### [MATERIAL SUPPLIED]
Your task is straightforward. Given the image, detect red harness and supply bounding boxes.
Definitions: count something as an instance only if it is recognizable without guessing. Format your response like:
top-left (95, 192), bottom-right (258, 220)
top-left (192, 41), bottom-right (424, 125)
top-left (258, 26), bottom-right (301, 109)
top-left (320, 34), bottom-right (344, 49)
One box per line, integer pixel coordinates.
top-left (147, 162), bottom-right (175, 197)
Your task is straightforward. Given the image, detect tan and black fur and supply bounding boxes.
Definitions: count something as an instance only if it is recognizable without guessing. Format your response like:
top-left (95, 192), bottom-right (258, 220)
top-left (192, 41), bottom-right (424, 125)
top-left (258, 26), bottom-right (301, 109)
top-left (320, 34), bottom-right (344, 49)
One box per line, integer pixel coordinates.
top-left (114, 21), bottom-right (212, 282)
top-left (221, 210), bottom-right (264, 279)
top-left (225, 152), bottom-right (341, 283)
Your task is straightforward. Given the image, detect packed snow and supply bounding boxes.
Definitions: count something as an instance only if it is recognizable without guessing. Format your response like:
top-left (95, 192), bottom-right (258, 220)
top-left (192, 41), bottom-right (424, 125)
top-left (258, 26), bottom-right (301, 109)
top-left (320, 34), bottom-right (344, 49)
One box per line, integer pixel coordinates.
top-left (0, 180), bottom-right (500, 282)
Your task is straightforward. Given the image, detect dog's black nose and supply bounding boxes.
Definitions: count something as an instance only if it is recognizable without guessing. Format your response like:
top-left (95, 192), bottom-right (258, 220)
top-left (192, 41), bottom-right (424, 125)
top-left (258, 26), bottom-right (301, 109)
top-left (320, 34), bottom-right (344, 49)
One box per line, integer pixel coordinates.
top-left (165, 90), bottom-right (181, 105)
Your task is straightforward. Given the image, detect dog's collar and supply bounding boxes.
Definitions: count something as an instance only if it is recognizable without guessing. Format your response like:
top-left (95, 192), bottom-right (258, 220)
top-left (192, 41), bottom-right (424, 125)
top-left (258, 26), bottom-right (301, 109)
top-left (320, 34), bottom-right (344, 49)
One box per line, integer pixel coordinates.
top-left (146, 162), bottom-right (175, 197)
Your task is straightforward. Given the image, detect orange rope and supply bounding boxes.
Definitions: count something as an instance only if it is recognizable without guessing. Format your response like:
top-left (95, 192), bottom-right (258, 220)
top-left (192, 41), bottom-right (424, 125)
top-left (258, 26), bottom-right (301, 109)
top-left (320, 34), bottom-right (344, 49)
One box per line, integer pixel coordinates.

### [TASK STATEMENT]
Scale everything from the start of the listing down to the line containing "top-left (165, 90), bottom-right (181, 105)" and write it out in full. Multiply each answer coordinate by 1.3 and round to a whole number, with halves going up, but copy every other line unchanged, including the sample coordinates in the formatting lines.

### [WORKED ANSWER]
Your task is straightforward. Given the image, detect red harness and supply bounding boxes.
Definitions: count something as an instance only if it is recognizable without guessing. Format your response like:
top-left (95, 192), bottom-right (258, 220)
top-left (192, 41), bottom-right (424, 125)
top-left (258, 26), bottom-right (301, 109)
top-left (320, 34), bottom-right (344, 49)
One box per line, integer pixel coordinates.
top-left (191, 211), bottom-right (228, 256)
Your task is straightforward. Given the image, detect tan and black fur and supply bounding boxes.
Definitions: count something as an instance only if it is recognizable without guessing. Format your response like:
top-left (95, 192), bottom-right (258, 220)
top-left (192, 41), bottom-right (424, 125)
top-left (258, 26), bottom-right (301, 109)
top-left (320, 34), bottom-right (344, 49)
One box per line, integer pixel coordinates.
top-left (148, 27), bottom-right (276, 367)
top-left (287, 273), bottom-right (343, 363)
top-left (293, 198), bottom-right (443, 368)
Your task is straightforward. Given the image, detect packed snow and supply bounding boxes.
Definitions: count something as an instance only if it is recognizable without guessing. Format your response like:
top-left (95, 192), bottom-right (258, 220)
top-left (192, 41), bottom-right (424, 125)
top-left (258, 26), bottom-right (301, 109)
top-left (320, 34), bottom-right (344, 49)
One box per line, integer pixel coordinates.
top-left (0, 234), bottom-right (650, 367)
Your task is straightforward. Given the image, detect dog's black nose and supply bounding boxes.
Definitions: count something as an instance only if it is recognizable without guessing. Format your response like:
top-left (95, 192), bottom-right (258, 220)
top-left (192, 41), bottom-right (424, 125)
top-left (258, 26), bottom-right (301, 109)
top-left (320, 34), bottom-right (344, 49)
One box per line, integer pixel coordinates.
top-left (215, 117), bottom-right (235, 137)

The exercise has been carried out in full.